> _Set exercise A_
Determine how many lines of the records contain the word "background", and reply with that number only.

— START Excerpt —

Would having access to gardens and green space at high density help make our cities more liveable?

Would living architecture help re-balance the liveability of Australian cities?

I think it could, provided apartments gardens are well-designed and a commitment is made by developers and bodies corporate to keep them alive, but the costs need to be put alongside the benefits to enable this.

Living architecture is an all-encompassing term for green roofs, walls and facades, which are used as a way of adding plants directly onto buildings.

The greening of cities is increasingly being recognised as a remedy for some of the problems that urbanisation and climate change are causing. More than ever, people are responding to the evidence that more greenery in our cities can provide tangible benefits.

We now have the technical ability to deliver living architecture successfully in Australia. This is evidenced by the number of successful green roof, wall, and facade projects that have been completed here recently.

Despite this, Australia is not seeing the kind of proliferation of green roofs, walls, and facades that is occurring in other countries.

The question is: why not?

— END Excerpt —
— START Data section —

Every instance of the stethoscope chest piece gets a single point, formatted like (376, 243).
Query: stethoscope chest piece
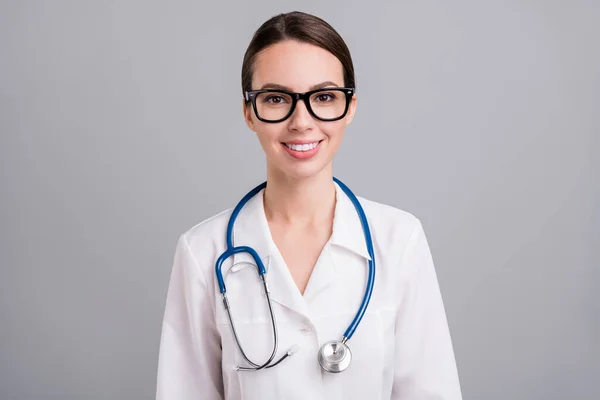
(334, 356)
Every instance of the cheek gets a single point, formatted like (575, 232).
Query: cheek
(334, 132)
(267, 134)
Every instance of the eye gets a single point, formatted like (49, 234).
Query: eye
(274, 99)
(325, 97)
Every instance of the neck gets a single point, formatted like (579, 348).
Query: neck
(302, 202)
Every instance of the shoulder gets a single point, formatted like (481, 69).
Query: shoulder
(390, 226)
(209, 232)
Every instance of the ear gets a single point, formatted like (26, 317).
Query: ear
(351, 110)
(247, 110)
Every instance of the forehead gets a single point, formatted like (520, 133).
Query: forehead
(297, 66)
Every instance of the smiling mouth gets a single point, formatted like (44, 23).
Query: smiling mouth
(302, 147)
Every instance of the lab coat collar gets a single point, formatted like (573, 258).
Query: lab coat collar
(252, 229)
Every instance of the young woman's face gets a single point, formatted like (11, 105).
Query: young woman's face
(298, 67)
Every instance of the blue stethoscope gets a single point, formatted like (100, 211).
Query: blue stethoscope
(335, 355)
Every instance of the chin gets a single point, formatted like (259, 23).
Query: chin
(306, 171)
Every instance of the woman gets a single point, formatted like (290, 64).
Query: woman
(310, 237)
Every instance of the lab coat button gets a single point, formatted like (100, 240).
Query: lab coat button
(306, 330)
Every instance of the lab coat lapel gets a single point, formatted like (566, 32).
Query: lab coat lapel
(252, 229)
(346, 246)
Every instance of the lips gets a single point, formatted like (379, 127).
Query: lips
(302, 149)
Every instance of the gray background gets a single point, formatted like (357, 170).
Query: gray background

— END Data section —

> _Set exercise B_
Reproduce the portion of the passage on living architecture between "Living architecture is" and "completed here recently.", inclusive.

> _Full solution A_
2

> _Full solution B_
Living architecture is an all-encompassing term for green roofs, walls and facades, which are used as a way of adding plants directly onto buildings.

The greening of cities is increasingly being recognised as a remedy for some of the problems that urbanisation and climate change are causing. More than ever, people are responding to the evidence that more greenery in our cities can provide tangible benefits.

We now have the technical ability to deliver living architecture successfully in Australia. This is evidenced by the number of successful green roof, wall, and facade projects that have been completed here recently.